YOUR INSTRUCTIONS: Quote the stretch of the repo classification steps below, from "- Step 5b: Identify" through "asset, shared_library, api_specification)", word for word.

SOURCE PASSAGE:
--

Steps 5a-5c: Classification
See classification heuristics for:
- Step 5a: Identify shared libraries (reverse dependency graph, detection criteria)
- Step 5b: Identify architecturally significant external APIs (tool vs. contract distinction)
- Step 5c: Classify component type (operator, controller, service, ui, installer, asset, shared_library, api_specification)
Step 6: Classify Remaining Repos
Repos not discovered via DSC spec, RELATED_IMAGE mappings, OLM catalog, or dependency analysis are ecosystem tier and should be excluded unless they were pulled in as a shared library (Step 5a) or API specification (Step 5b).
Definitely not shipped (exclude):
- Documentation only (no code)
- CI/CD tooling repos (
konflux-central, RHOAI-Build-Config)
- Test utilities
- Development helpers
- Archived/stale (no commits in 12+ months)
- Diagnostic/support tools (
must-gather, rhoai-additional-images)

--

(Photo-based referring expression records)
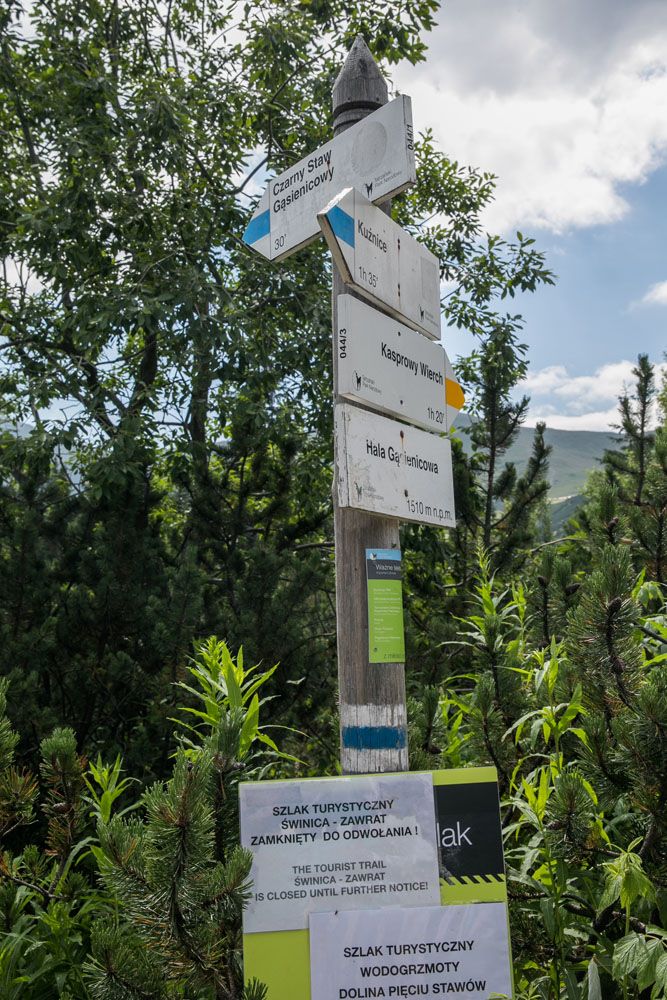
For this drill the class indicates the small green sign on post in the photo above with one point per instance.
(384, 576)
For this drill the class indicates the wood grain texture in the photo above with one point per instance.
(371, 696)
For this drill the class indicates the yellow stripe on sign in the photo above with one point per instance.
(454, 394)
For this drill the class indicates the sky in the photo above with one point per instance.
(566, 102)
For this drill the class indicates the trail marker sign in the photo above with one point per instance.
(382, 262)
(385, 365)
(376, 155)
(392, 469)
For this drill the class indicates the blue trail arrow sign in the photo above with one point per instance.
(375, 155)
(383, 262)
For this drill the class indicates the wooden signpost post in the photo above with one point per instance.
(375, 155)
(351, 871)
(385, 359)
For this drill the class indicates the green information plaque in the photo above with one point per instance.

--

EXERCISE RESULT:
- Step 5b: Identify architecturally significant external APIs (tool vs. contract distinction)
- Step 5c: Classify component type (operator, controller, service, ui, installer, asset, shared_library, api_specification)